-------- Entries shown
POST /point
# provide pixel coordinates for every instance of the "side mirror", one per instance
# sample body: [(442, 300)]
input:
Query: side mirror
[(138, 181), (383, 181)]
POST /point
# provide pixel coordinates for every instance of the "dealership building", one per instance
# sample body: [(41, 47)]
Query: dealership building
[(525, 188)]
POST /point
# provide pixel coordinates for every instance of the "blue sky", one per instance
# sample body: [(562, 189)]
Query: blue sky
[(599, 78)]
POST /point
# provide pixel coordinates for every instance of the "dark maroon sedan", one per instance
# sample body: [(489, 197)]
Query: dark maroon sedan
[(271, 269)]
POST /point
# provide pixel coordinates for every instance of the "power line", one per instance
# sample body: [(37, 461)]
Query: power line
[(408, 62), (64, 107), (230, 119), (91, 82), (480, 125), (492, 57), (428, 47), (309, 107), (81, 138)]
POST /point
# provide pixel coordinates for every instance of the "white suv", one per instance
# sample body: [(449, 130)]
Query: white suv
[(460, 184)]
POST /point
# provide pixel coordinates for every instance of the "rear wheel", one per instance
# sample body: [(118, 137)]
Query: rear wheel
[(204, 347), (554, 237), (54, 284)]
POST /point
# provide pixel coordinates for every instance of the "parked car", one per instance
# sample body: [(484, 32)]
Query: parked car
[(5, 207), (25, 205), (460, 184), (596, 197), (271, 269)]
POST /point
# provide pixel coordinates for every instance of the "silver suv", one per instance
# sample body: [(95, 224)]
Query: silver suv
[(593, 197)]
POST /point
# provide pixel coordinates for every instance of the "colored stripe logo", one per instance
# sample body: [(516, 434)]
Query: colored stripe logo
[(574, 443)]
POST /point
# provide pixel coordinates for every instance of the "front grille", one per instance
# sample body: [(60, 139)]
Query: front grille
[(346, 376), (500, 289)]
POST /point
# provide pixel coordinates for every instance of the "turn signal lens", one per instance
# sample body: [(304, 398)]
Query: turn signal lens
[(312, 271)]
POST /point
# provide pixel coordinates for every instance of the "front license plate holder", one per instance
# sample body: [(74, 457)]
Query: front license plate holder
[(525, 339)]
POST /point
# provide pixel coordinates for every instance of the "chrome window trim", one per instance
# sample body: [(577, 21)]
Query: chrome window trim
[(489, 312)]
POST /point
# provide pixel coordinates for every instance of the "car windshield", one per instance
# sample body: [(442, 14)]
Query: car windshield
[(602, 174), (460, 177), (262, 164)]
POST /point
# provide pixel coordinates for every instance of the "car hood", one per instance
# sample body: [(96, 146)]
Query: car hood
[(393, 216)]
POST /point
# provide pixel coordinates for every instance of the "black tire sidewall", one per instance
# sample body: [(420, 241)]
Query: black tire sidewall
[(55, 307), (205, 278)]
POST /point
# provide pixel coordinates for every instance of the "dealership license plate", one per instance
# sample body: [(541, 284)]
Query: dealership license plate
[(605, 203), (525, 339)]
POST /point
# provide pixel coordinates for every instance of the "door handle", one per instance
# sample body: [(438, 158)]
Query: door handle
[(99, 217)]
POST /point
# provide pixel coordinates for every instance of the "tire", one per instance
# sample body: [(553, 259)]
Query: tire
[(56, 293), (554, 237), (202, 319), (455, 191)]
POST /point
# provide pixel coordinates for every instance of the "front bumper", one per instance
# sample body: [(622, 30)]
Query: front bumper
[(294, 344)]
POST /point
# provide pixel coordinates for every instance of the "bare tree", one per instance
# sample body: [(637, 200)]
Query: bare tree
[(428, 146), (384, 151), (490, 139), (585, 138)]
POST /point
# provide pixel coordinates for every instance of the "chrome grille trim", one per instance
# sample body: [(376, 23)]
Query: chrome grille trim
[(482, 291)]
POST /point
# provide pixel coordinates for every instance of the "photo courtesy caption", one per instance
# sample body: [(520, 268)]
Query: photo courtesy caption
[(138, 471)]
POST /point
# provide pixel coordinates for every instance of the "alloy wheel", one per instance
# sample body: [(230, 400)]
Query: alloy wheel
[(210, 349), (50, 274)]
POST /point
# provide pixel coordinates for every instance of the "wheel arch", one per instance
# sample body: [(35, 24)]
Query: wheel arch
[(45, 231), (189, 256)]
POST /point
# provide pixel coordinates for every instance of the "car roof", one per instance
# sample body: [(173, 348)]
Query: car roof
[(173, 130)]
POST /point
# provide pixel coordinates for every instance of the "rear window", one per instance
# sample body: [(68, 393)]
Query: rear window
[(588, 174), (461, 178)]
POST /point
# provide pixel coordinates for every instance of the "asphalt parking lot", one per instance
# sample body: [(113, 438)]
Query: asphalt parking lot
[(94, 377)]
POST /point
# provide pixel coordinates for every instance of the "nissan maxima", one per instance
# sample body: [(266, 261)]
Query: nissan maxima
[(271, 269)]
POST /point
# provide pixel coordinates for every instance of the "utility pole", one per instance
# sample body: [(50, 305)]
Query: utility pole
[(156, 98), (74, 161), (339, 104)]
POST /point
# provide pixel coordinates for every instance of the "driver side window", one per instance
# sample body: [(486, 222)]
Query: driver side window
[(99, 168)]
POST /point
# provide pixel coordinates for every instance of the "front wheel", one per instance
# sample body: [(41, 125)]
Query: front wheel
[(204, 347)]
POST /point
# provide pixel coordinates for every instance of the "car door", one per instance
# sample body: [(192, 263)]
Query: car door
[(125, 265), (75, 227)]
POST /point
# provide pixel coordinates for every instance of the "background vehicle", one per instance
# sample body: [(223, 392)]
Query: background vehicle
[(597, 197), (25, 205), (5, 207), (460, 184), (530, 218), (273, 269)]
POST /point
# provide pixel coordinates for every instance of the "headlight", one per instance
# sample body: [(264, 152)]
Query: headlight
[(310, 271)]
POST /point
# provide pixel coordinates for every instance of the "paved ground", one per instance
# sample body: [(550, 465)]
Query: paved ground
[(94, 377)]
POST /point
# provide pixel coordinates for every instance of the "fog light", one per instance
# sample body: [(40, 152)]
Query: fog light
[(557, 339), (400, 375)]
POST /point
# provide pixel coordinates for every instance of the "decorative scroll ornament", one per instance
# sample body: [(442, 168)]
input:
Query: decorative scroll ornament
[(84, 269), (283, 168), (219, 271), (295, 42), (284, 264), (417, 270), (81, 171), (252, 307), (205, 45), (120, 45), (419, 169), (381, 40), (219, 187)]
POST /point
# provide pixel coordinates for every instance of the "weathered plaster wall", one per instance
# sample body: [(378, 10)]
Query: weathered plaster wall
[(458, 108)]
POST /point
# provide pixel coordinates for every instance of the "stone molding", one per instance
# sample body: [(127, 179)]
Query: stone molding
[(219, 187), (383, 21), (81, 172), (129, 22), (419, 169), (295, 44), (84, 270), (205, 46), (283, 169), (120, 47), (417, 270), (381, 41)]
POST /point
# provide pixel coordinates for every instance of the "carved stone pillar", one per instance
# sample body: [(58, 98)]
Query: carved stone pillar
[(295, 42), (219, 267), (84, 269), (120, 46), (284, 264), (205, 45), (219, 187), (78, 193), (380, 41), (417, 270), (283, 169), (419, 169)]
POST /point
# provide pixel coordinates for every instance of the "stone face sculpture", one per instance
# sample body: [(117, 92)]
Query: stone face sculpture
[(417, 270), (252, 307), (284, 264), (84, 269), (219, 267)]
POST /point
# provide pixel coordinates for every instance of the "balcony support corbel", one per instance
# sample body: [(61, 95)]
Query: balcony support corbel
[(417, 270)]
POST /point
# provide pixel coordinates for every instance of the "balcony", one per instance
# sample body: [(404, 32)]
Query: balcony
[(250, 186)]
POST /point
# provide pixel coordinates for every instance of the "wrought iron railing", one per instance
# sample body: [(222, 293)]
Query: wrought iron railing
----------------
**The problem:**
Each line of the material above should be restated word for word.

**Exercise response:**
POST /point
# provide pixel coordinates for every instance of the "side mirror", one per instance
# sample body: [(442, 300)]
input:
Query: side mirror
[(138, 181), (383, 181)]
POST /point
# provide pixel coordinates for every instance of the "dealership building", one per instance
# sample body: [(41, 47)]
Query: dealership building
[(525, 188)]
POST /point
# provide pixel coordinates for every instance of the "blue sky", one per instance
# sample body: [(562, 189)]
Query: blue sky
[(599, 78)]
POST /point
# provide pixel coordinates for every instance of the "dark maroon sedan", one per instance
# sample body: [(489, 197)]
Query: dark maroon sedan
[(271, 269)]
POST /point
# provide pixel coordinates for every instance of the "power line", one per instance
# sample body: [(37, 461)]
Query: power line
[(408, 62), (64, 107), (230, 119), (91, 82), (480, 125), (492, 57), (428, 47), (309, 107), (81, 138)]
POST /point
# provide pixel coordinates for every instance of the "white suv", one per instance
# sample body: [(449, 130)]
Query: white suv
[(460, 184)]
POST /point
# provide pixel coordinates for every instance of the "rear wheel", one per instance
# sample body: [(118, 137)]
Query: rear wheel
[(204, 347), (554, 237), (54, 284)]
POST /point
# provide pixel coordinates for every instance of the "parked car", one per instance
# sample body: [(484, 32)]
Query: parked car
[(5, 207), (25, 205), (460, 184), (596, 197), (271, 269)]
POST /point
# provide pixel coordinates for every instance of the "silver suv", one per instance
# sample body: [(95, 224)]
Query: silver suv
[(593, 197)]
POST /point
# provide pixel coordinates for every instance of the "colored stripe logo", one per instance
# sample body: [(516, 434)]
Query: colored stripe logo
[(574, 443)]
POST /point
# provide pixel coordinates for every instance of the "front grille", one per instance
# sample body: [(60, 139)]
Query: front grille
[(346, 376), (500, 289)]
POST /point
# provide pixel coordinates for every instance of the "turn signal lens", one per instance
# sample body: [(304, 398)]
Query: turn signal lens
[(312, 271)]
POST /point
# provide pixel coordinates for every instance of the "front license plate holder", one per instance
# sample body: [(74, 457)]
Query: front license plate holder
[(525, 339)]
POST /point
# provide pixel coordinates for every instance of the "chrome window trim", one per instance
# sample body: [(577, 21)]
Query: chrome window trim
[(489, 312)]
POST /point
# provide pixel coordinates for every instance of the "car windshield", one per instance
# sample body: [(442, 14)]
Query: car windshield
[(602, 174), (460, 177), (262, 164)]
POST /point
# provide pixel coordinates for every instance of the "car hood", one per instance
# sample body: [(96, 146)]
Query: car hood
[(393, 216)]
POST /point
# provide pixel coordinates for every instance of the "black tire sidewall", one per instance
# sample body: [(420, 241)]
Query: black tire sidewall
[(55, 307), (205, 278)]
POST /point
# provide pixel coordinates for every instance of the "dealership license plate", one per instance
# sample body: [(541, 284)]
Query: dealership license plate
[(605, 203), (525, 339)]
POST /point
# provide pixel coordinates for every instance of the "door handle", one per instance
# sample body: [(438, 158)]
Query: door handle
[(99, 217)]
POST /point
# provide pixel coordinates for every instance of the "tire", one per instance
# sample body: [(553, 259)]
Query: tire
[(56, 293), (554, 237), (202, 319), (455, 191)]
POST /point
# provide pixel coordinates for every instance of the "front bumper", one per instance
# sample body: [(622, 30)]
Query: front bumper
[(294, 344)]
POST /point
# provide pixel coordinates for every instance of the "bare tree", one per instance
# sample body: [(637, 200)]
Query: bare tree
[(428, 146), (384, 151), (490, 139), (585, 138)]
POST /point
# provide pixel coordinates for every instance of the "chrome grille trim", one per instance
# sample body: [(376, 23)]
Query: chrome grille trim
[(482, 291)]
POST /point
# provide pixel coordinates for every instance of the "photo courtesy caption", one per instance
# sample body: [(520, 268)]
Query: photo courtesy caption
[(138, 471)]
POST /point
# provide pixel coordinates for every instance of the "alloy wheel", one per instance
# sample body: [(230, 400)]
Query: alloy wheel
[(210, 349), (50, 274)]
POST /point
# provide pixel coordinates for every instance of the "wheel arch", one per instance
# sample body: [(35, 24)]
Query: wheel arch
[(45, 231), (189, 256)]
POST /point
# provide pixel coordinates for every instance of the "car roof", one per instance
# sample body: [(173, 348)]
Query: car roof
[(173, 130)]
POST /point
# provide pixel coordinates for every instance of the "rear window", one per instance
# sample body: [(68, 393)]
Query: rear window
[(588, 174), (461, 178)]
POST /point
# provide pixel coordinates for every instance of the "asphalt parking lot", one per instance
# sample body: [(113, 438)]
Query: asphalt parking lot
[(94, 377)]
POST /point
# provide pixel coordinates for every instance of the "nissan maxima", one per instance
# sample body: [(266, 261)]
Query: nissan maxima
[(271, 269)]
POST /point
# provide pixel coordinates for every instance of the "utility pole", one per instance
# sample body: [(50, 305)]
Query: utility pole
[(156, 98), (74, 161), (339, 104)]
POST /point
# provide pixel coordinates for every instance of the "driver side window", one per instance
# sample body: [(486, 222)]
Query: driver side window
[(99, 168)]
POST /point
# provide pixel coordinates for every instance of the "front wheel", one per instance
# sample body: [(41, 125)]
Query: front wheel
[(204, 347)]
POST /point
# provide pixel coordinates for every instance of the "car door", one per instance
# sample body: [(192, 263)]
Query: car door
[(125, 265), (75, 227)]
POST /point
# provide pixel coordinates for every instance of the "background vehicle", one per instance
# sample body: [(223, 392)]
Query: background vehicle
[(597, 197), (25, 205), (5, 207), (460, 184), (530, 218), (273, 269)]
POST /point
# provide pixel coordinates for every instance of the "headlight", one per instance
# sample body: [(264, 152)]
Query: headlight
[(310, 271)]
POST /point
# provide pixel coordinates for every instance of the "paved ground", one per instance
# sample body: [(550, 465)]
Query: paved ground
[(94, 377)]
POST /point
# provide pixel coordinates for every instance of the "fog light", one per instance
# sample body: [(40, 152)]
Query: fog light
[(557, 339), (400, 375)]
POST /point
# provide pixel coordinates for every instance of the "decorative scroll ornament", one per instance
# sample body: [(442, 168)]
input:
Query: decorative scroll ornament
[(84, 269), (283, 168), (219, 271), (295, 42), (284, 264), (417, 270), (81, 171), (252, 307), (205, 45), (120, 45), (419, 169), (381, 40), (219, 187)]
POST /point
# provide pixel coordinates for every instance of the "weathered plaster wall", one per instance
# sample body: [(378, 10)]
Query: weathered plaster wall
[(458, 108)]
POST /point
# provide pixel coordinates for every instance of the "stone molding", one per instance
# sample body: [(127, 179)]
Query: stone molding
[(219, 187), (383, 21), (81, 172), (129, 22), (419, 169), (295, 44), (84, 270), (205, 46), (283, 169), (120, 47), (417, 270), (381, 41)]
POST /point
# provide pixel coordinates for every instance of the "carved stone pillar", one per instance
# sample body: [(58, 98)]
Query: carved stone pillar
[(295, 42), (219, 267), (84, 269), (120, 46), (284, 264), (205, 45), (219, 187), (78, 193), (380, 41), (417, 270), (283, 169), (419, 169)]
POST /point
# provide pixel coordinates for every instance of the "stone face sculpture", one per instance
# sample body: [(117, 92)]
Query: stone face sculpture
[(417, 270), (252, 307), (284, 264), (84, 269), (219, 267)]
POST /point
# provide pixel coordinates for every instance of the "balcony support corbel", one per instance
# sample body: [(61, 95)]
Query: balcony support corbel
[(417, 270)]
POST /point
# provide pixel coordinates for every instance of the "balcony", one per instance
# sample body: [(404, 32)]
Query: balcony
[(250, 186)]
POST /point
# provide pixel coordinates for every instance of the "wrought iron railing", one per instance
# sample body: [(222, 293)]
Query: wrought iron railing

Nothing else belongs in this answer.